## What is needed:
Can the data below be echoed back word for word?

## Material:
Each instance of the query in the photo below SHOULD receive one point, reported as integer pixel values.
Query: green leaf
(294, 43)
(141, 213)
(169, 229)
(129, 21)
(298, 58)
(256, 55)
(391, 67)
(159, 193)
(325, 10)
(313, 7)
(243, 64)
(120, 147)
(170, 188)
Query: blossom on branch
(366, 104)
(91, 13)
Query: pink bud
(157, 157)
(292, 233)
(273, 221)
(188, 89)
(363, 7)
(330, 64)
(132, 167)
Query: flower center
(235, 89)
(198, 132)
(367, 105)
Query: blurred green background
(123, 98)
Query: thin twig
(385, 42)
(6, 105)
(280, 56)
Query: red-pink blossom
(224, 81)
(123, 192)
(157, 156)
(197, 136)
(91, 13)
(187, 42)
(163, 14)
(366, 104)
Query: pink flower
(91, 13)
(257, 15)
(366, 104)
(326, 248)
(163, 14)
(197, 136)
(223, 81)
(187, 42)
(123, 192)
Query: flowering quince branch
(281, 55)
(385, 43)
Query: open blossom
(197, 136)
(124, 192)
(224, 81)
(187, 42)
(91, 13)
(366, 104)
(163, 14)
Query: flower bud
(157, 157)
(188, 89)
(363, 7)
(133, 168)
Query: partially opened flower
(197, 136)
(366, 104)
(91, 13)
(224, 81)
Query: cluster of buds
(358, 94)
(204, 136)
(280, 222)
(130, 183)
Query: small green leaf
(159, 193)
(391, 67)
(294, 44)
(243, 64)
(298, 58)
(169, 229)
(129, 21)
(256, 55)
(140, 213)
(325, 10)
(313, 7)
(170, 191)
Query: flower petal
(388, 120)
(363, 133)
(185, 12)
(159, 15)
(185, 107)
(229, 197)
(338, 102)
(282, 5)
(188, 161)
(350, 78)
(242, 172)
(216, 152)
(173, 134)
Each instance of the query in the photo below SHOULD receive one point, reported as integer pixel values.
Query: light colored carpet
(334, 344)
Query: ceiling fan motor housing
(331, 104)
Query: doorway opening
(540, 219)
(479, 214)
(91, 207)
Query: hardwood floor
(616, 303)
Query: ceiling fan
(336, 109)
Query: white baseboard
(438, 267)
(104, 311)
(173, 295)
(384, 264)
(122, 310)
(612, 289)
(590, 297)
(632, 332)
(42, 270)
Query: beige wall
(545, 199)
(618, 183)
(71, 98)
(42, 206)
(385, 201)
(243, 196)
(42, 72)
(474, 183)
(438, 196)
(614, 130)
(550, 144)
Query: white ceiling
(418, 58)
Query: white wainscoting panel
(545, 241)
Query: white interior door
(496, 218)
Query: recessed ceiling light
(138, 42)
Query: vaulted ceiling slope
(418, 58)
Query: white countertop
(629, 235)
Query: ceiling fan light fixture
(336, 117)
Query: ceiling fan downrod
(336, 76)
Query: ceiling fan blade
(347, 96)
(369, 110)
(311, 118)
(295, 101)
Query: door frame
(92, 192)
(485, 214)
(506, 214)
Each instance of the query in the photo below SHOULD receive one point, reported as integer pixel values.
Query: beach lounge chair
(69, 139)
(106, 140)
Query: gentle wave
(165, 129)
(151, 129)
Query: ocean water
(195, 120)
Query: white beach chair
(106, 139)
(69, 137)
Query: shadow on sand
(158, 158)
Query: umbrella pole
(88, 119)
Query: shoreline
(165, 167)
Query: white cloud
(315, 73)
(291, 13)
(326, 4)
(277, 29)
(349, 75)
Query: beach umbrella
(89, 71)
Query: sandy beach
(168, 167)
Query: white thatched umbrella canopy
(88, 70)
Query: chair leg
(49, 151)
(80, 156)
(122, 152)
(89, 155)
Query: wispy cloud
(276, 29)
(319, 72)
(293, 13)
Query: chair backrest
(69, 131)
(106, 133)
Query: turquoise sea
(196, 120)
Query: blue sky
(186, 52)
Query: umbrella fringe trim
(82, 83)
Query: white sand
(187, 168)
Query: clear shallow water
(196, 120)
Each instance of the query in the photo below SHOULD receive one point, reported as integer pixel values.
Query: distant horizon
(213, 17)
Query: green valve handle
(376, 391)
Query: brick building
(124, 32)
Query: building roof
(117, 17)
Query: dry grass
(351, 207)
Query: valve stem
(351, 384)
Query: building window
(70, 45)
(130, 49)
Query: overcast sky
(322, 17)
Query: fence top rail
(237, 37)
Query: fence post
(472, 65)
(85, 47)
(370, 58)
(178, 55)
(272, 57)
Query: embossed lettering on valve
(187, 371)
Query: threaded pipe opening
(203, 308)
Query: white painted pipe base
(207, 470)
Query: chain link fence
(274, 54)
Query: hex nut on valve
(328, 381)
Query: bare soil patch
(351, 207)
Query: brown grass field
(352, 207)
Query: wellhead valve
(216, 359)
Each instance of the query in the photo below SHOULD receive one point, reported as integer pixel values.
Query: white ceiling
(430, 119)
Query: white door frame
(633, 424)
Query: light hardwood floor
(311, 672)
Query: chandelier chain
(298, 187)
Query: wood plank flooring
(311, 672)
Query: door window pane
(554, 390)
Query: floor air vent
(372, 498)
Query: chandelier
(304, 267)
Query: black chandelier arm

## Written solution:
Each instance of the query in the photo below SHOULD receive one point, reported as integer pixel values.
Query: green leaf
(294, 43)
(141, 213)
(169, 229)
(129, 21)
(298, 58)
(256, 55)
(391, 67)
(159, 193)
(325, 10)
(313, 7)
(243, 64)
(120, 147)
(170, 188)
Query: blossom on branch
(366, 104)
(91, 13)
Query: pink bud
(157, 157)
(292, 233)
(273, 221)
(188, 89)
(363, 7)
(330, 64)
(132, 167)
Query: flower center
(235, 89)
(198, 132)
(367, 105)
Query: blurred green background
(123, 98)
Query: thin twig
(385, 42)
(6, 105)
(280, 56)
Query: red-pink blossom
(224, 81)
(123, 192)
(157, 156)
(197, 136)
(91, 13)
(187, 42)
(163, 14)
(366, 104)
Query: pink flower
(91, 13)
(257, 15)
(366, 104)
(326, 248)
(163, 14)
(197, 136)
(223, 81)
(187, 42)
(123, 192)
Query: flowering quince branch
(281, 55)
(385, 43)
Query: open blossom
(197, 136)
(124, 192)
(224, 81)
(187, 42)
(91, 13)
(366, 104)
(163, 14)
Query: flower bud
(157, 157)
(188, 89)
(363, 7)
(133, 168)
Query: partially opened flower
(197, 136)
(366, 104)
(91, 13)
(224, 81)
Query: cluster of buds
(358, 94)
(204, 136)
(280, 222)
(130, 183)
Query: small green leaf
(159, 193)
(391, 67)
(294, 44)
(243, 64)
(298, 58)
(169, 229)
(129, 21)
(256, 55)
(140, 213)
(325, 10)
(313, 7)
(170, 191)
Query: flower petal
(388, 120)
(363, 133)
(185, 12)
(159, 15)
(185, 107)
(229, 197)
(338, 102)
(282, 5)
(188, 161)
(350, 78)
(242, 172)
(216, 152)
(173, 134)
Each instance of the query in the photo below SHOULD receive one point, reported as integer pixel values.
Query: light colored carpet
(334, 344)
Query: ceiling fan motor housing
(331, 104)
Query: doorway opening
(540, 219)
(479, 214)
(91, 207)
Query: hardwood floor
(616, 303)
Query: ceiling fan
(336, 109)
Query: white baseboard
(438, 267)
(104, 311)
(173, 295)
(384, 264)
(122, 310)
(612, 289)
(590, 297)
(632, 332)
(42, 270)
Query: beige wall
(545, 199)
(618, 183)
(71, 98)
(42, 206)
(385, 201)
(243, 196)
(42, 72)
(474, 183)
(438, 196)
(614, 130)
(550, 144)
Query: white ceiling
(418, 58)
Query: white wainscoting panel
(545, 241)
Query: white interior door
(496, 218)
Query: recessed ceiling light
(138, 42)
Query: vaulted ceiling slope
(418, 58)
Query: white countertop
(629, 235)
Query: ceiling fan light fixture
(336, 117)
Query: ceiling fan downrod
(336, 76)
Query: ceiling fan blade
(347, 96)
(369, 110)
(311, 118)
(295, 101)
Query: door frame
(92, 192)
(485, 214)
(506, 214)
Each instance of the query in the photo below SHOULD receive one point, reported as integer pixel values.
Query: beach lounge chair
(69, 139)
(106, 140)
Query: gentle wave
(165, 129)
(151, 129)
Query: ocean water
(195, 120)
Query: white beach chair
(106, 139)
(69, 137)
Query: shadow on sand
(158, 158)
Query: umbrella pole
(88, 119)
Query: shoreline
(165, 167)
Query: white cloud
(315, 73)
(291, 13)
(326, 4)
(277, 29)
(349, 75)
Query: beach umbrella
(89, 71)
Query: sandy beach
(168, 167)
Query: white thatched umbrella canopy
(88, 70)
Query: chair leg
(49, 151)
(80, 156)
(122, 152)
(89, 155)
Query: wispy cloud
(276, 29)
(319, 72)
(293, 13)
Query: chair backrest
(69, 131)
(106, 133)
Query: turquoise sea
(196, 120)
Query: blue sky
(186, 52)
Query: umbrella fringe trim
(82, 83)
Query: white sand
(187, 168)
Query: clear shallow water
(196, 120)
Each instance of the query in the photo below SHOULD receive one point, reported as integer pixel values.
Query: distant horizon
(213, 17)
Query: green valve handle
(376, 391)
Query: brick building
(124, 32)
Query: building roof
(117, 17)
Query: dry grass
(351, 207)
Query: valve stem
(351, 384)
Query: building window
(70, 45)
(130, 49)
Query: overcast sky
(322, 17)
Query: fence top rail
(237, 37)
Query: fence post
(472, 65)
(85, 47)
(370, 58)
(178, 55)
(272, 57)
Query: embossed lettering on valve
(187, 371)
Query: threaded pipe opening
(203, 308)
Query: white painted pipe base
(207, 470)
Query: chain link fence
(274, 54)
Query: hex nut on valve
(328, 381)
Query: bare soil patch
(351, 207)
Query: brown grass field
(352, 207)
Query: wellhead valve
(216, 359)
Each instance of the query in the photo below SHOULD receive one point, reported as integer pixel values.
Query: white ceiling
(430, 119)
Query: white door frame
(633, 424)
Query: light hardwood floor
(311, 672)
Query: chandelier chain
(298, 187)
Query: wood plank flooring
(311, 672)
Query: door window pane
(554, 390)
Query: floor air vent
(372, 498)
Query: chandelier
(304, 267)
Query: black chandelier arm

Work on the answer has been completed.